**DIRECTIONS:**
[1] According to the background removal article, how long has the team partnered with the leading UK media agency?
[2] Continue the background removal article after its last sentence.

DEV Community: Johanna Both

Innovative Background Removal Solutions: A Comparative Analysis of Technologies

Johanna Both — Tue, 08 Oct 2024 15:03:21 +0000

For over five years, we've partnered with a leading UK media agency, to deliver cutting-edge digital solutions that blend physical spaces with interactive experiences. In this post, we’ll explore the technical solutions behind their popular photo and video processing application, diving into how background removal technology enhances user experiences.

Background Replacement feature with Green Screen

One of the most requested photo/video effects is background replacement using a green screen. In our app, there are two places where you’ll find this effect: the live preview and the final digital/analog product generated by the app. While these two use cases share a lot of similarities, they also have key differences.
For the live preview, we capture the video stream, break it down into individual frames, apply the background replacement, and then send the updated frames back to the live preview canvas. The trick is to do all this as quickly as possible, so it looks seamless. This process is similar to how we handle video processing, just at a faster pace. Replacing the background on a single image, on the other hand, is way less resource-intensive and much simpler to pull off.
The real question isn't about whether we can handle photo/video processing in-house; it’s more about what kind of external services we should tap into during the process to optimize performance.

**PROVIDED DATA:**
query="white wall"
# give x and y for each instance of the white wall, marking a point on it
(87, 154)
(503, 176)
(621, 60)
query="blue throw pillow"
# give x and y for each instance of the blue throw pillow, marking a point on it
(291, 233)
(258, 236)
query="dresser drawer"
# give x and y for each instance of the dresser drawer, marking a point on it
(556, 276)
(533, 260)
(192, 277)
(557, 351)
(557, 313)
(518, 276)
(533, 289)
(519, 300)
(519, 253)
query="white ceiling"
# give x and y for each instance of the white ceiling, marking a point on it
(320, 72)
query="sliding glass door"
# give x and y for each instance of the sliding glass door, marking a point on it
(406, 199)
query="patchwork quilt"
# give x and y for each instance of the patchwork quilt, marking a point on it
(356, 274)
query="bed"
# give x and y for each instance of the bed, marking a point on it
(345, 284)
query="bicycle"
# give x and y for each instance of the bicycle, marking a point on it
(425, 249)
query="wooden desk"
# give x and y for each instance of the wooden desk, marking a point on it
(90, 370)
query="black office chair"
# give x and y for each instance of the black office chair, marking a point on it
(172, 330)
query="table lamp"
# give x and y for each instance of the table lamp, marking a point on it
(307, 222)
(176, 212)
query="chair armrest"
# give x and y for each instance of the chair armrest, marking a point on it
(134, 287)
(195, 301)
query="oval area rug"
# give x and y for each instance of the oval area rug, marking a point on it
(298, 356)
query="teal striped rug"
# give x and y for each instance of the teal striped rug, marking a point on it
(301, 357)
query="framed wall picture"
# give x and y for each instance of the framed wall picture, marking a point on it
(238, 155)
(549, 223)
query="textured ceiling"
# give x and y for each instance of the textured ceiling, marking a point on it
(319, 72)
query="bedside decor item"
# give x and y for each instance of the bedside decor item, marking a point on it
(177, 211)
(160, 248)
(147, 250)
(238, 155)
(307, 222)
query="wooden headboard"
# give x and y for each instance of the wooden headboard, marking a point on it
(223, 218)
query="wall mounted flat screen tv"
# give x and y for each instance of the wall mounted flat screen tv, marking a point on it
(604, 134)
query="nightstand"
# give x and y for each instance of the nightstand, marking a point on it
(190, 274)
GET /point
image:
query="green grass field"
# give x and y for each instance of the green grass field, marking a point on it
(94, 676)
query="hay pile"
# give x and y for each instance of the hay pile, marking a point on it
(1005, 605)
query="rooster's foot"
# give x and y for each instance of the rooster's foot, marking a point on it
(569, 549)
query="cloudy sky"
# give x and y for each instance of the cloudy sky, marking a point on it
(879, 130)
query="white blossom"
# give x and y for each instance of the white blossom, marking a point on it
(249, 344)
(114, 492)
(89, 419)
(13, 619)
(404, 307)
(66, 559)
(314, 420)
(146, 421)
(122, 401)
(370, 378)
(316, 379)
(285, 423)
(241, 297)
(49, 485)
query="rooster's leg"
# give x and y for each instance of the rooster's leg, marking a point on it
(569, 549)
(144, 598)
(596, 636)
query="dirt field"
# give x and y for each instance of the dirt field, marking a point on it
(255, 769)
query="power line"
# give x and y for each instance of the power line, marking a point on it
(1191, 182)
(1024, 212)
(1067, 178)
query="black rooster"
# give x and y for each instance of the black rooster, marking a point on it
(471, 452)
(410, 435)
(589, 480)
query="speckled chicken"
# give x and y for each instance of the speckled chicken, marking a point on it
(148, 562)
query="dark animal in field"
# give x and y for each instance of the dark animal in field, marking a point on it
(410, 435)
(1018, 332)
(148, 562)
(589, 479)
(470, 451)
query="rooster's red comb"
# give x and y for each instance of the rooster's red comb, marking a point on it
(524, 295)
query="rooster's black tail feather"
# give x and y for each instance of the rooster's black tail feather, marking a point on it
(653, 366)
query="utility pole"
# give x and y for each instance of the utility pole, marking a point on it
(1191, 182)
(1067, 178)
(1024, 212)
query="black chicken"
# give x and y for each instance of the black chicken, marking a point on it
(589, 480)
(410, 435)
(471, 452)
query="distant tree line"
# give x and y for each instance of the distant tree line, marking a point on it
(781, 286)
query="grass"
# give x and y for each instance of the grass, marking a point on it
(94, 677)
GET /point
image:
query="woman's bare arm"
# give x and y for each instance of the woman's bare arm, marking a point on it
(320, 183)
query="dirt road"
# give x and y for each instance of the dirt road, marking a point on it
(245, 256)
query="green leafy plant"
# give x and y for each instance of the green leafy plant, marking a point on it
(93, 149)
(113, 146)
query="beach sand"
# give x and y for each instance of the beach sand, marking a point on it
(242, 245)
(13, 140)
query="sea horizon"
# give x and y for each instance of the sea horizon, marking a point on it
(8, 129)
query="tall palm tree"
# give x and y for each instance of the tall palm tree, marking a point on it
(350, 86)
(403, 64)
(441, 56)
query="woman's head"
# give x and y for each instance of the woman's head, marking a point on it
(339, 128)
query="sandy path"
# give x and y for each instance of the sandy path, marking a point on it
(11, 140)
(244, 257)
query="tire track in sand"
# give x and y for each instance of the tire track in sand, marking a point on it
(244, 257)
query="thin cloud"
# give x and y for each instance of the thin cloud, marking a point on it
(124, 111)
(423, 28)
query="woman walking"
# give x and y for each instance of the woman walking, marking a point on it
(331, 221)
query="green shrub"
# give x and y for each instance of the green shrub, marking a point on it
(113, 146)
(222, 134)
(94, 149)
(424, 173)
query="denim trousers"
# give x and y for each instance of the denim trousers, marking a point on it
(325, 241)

**ANSWERS TO THIS EXERCISE:**
[1] For over five years.

[2]
Three Methods for Background replacement

Seriously.js by Brian Chirls

Seriously.js is a real-time, node-based video compositor for the web, inspired by tools like After Effects. It enables dynamic video effects with GPU acceleration, supporting various image inputs such as video, canvas, and Three.js. With built-in 2D transformations and a plugin system, it offers flexibility for interactive, high-quality video compositing directly in the browser.

Implementation
The chroma effect utilizes the principles of chroma keying, often referred to as "green screen" or "blue screen" techniques, to seamlessly blend images by rendering specific colors transparent. This method allows users to effectively remove backgrounds by selecting a range of colors from the image. With adjustable settings for the target color, weight, and balance, users can fine-tune the effect to suit different backgrounds. The real-time application of this effect makes it particularly useful for dynamic scenarios like video editing and live streaming.

Remove.bg API

This API automatically removes backgrounds from images, enhancing image processing efficiency. It offers a reliable and accurate solution that simplifies editing for users. With its advanced background removal capabilities, it saves time compared to manual editing. Additionally, the API is easy to integrate into various apps and websites, making it a versatile choice for developers. Here’s a straightforward example from the API documentation demonstrating how to use it in practice.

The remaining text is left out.